If you’re like some of us in the band, you might have grown up hearing — fairly endlessly — about the end of the world. So often, the book of Revelation and end times prophecies are obsessed about because they are — let’s be honest — interesting and a bit weird. The album’s final track, “The End,” is a nod to these ideas. We can all be guilty of looking to the sky waiting for Jesus to return while we accomplish nothing while we’re waiting, leaving a world to rot, in essence, because, well, we’re not going to be here — so why worry about others. Ezekiel 7 provides the foundation of the second half of each verse as the listener is reminded of the reality of the coming of the end. These parts of the song were initially written for a different song we demo’ed but eventually discarded. Lyrically, the words fit perfectly with what we were trying to say in the first part of each verse and, overall, thematically. The chorus asks the question “what do we gain here/to live in such fear?” Let us not ignore justice and the least of these while waiting for Jesus to return.

 

Musically, this song is easily the heaviest on the album and the heaviest song we’ve ever tracked. It also features a fair-use, but brief contribution from an end-times enthusiast, but shouldn’t be construed as an endorsement of that line of thought. If your head doesn’t get moving on this one, we’re not sure what else we can do.

▶ Listing
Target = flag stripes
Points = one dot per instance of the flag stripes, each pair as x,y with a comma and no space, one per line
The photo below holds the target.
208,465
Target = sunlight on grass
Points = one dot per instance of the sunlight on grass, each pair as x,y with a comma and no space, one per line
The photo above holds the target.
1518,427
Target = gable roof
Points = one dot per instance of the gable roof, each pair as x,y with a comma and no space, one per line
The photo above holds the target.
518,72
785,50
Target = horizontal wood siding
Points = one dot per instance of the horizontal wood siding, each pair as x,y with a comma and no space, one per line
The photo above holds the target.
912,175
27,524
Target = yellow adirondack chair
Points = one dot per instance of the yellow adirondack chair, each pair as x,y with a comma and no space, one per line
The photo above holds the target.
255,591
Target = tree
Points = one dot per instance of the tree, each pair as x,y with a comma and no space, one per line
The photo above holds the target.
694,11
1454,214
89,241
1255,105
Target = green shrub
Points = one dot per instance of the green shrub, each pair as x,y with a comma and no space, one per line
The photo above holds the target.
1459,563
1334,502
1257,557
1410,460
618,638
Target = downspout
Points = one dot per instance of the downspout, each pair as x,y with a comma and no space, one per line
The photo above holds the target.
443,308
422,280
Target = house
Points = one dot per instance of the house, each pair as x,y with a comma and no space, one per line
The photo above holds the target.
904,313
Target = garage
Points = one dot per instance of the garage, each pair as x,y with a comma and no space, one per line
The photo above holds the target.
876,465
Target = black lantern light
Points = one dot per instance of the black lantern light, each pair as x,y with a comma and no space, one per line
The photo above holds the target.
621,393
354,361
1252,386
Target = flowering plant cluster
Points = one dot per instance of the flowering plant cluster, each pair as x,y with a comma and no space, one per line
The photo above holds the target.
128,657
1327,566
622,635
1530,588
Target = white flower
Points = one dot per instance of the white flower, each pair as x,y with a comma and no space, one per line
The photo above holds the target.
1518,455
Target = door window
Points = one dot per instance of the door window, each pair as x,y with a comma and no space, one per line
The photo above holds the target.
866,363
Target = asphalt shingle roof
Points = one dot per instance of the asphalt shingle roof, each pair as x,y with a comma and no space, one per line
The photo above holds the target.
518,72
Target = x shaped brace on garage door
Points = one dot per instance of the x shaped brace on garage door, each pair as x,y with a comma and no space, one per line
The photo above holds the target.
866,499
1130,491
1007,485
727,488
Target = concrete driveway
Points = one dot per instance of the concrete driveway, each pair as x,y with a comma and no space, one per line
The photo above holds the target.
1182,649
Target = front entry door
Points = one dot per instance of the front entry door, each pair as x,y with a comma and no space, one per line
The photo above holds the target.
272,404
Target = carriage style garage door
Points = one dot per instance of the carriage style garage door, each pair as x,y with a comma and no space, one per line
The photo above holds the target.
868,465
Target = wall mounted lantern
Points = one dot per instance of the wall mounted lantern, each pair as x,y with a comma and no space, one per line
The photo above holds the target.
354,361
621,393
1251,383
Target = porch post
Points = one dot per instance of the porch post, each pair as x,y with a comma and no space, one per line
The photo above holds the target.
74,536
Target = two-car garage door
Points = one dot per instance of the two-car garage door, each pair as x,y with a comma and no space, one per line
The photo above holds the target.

▶ Jobs
- 1) In the notes on the song “The End,” which chapter of the Bible provides the foundation for the second half of each verse?
- 2) Using the notes on the song “The End,” say whether each statement agrees: (a) “The End” is the last track on the album. (b) The lines in the second half of each verse were written from the start for this song. (c) The band calls this the heaviest song it has ever tracked.

▶ Problem solutions
- 1) Ezekiel 7

- 2)
(a) Yes: “The album’s final track, “The End,” is a nod to these ideas.”
(b) No: “These parts of the song were initially written for a different song we demo’ed but eventually discarded.”
(c) Yes: “the heaviest song we’ve ever tracked”